# Start of Excerpted text

I'd prefer bloodworms. They are available in frozen form but make sure to thaw them as frozen stuffs may cause the fish to become ill.
Don't feed too much on one food. Your fish need a varied diet.


----------



## Ringo (Apr 10, 2006)

There are lot of foods you can feed your fish that you have right in your house, here are a few: Cucumber, Lettuce, Zuchinni, Carrots, Yellow Peppers, Peas (shelled), Broccoli, Spinach, and earthworms (which fish love)


----------



## Damon (Jan 18, 2005)

Breeding egg layers is not easy. Getting the eggs to hatch isn't the difficult part. But from the foods you have listed, raising the fry can be really hard. I would stick with your barbs until you get fry to juvie stage. Corys would have been easier than barbs as well as danios like mentioned above. I, personally wouldn't delve into harder fish until you get the basics of raising egg laying fry.


----------



## emc7 (Jul 23, 2005)

Try rams or apistos, buy a starter culture of microworms throught the mail. Having small live food is key for so many egg layers.

# End of Excerpted text

§ Set problem A: List every kind of fish named in the thread on feeding fish.
§ Set problem B: Please continue the thread on feeding fish from its last sentence onward.

# Start of Given records

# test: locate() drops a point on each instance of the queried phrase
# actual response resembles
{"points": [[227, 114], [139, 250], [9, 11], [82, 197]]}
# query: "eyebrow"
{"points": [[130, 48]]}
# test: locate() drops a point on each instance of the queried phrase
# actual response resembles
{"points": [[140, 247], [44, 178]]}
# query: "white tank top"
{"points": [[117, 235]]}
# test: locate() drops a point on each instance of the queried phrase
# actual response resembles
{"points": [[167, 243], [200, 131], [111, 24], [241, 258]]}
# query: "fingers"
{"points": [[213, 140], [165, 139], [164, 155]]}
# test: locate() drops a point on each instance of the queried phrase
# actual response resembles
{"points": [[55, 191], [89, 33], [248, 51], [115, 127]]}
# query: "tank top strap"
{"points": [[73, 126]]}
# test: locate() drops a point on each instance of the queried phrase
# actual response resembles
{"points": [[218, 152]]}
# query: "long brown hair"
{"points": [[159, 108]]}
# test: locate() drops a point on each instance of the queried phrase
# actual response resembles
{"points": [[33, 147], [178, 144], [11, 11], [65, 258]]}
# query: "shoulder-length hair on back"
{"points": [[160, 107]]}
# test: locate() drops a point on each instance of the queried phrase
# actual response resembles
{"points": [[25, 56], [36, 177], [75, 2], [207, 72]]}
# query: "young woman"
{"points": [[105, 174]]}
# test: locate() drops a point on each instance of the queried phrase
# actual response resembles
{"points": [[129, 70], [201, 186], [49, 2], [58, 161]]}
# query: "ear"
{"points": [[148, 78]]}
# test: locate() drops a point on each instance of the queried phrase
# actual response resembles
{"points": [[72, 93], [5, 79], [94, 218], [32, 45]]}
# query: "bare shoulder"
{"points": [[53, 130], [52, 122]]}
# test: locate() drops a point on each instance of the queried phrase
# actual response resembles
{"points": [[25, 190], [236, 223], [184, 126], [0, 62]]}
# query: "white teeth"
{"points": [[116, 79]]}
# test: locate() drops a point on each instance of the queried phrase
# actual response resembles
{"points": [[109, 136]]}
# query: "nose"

# End of Given records

§ Task output A: barbs, Corys, danios, rams, apistos

§ Task output B:
----------



## furbycow (Aug 27, 2006)

Any kind of fish that can fit in a 20G that would display any kind of parental care such as protecting the eggs? :fish:


----------



## jwalker (Apr 7, 2005)

kribs are easy to spawn and give bristle nose plecos a try also.. they are awesome fish and always in demand


----------



## blcknwitecuban (Apr 17, 2006)

a good first egglayer 2 breed is kribs. they dont need a large tank (20g is good) and when not breeding they make good community fish.


----------



## emc7 (Jul 23, 2005)

> parental care such as protecting the eggs?


 For Parental care get cichlids, rams, apistos, kribs, dwarf jewels (H. Cristatus), L. Dorsigera, L. Brevis, J. ornatus. Google dwarf cichlid.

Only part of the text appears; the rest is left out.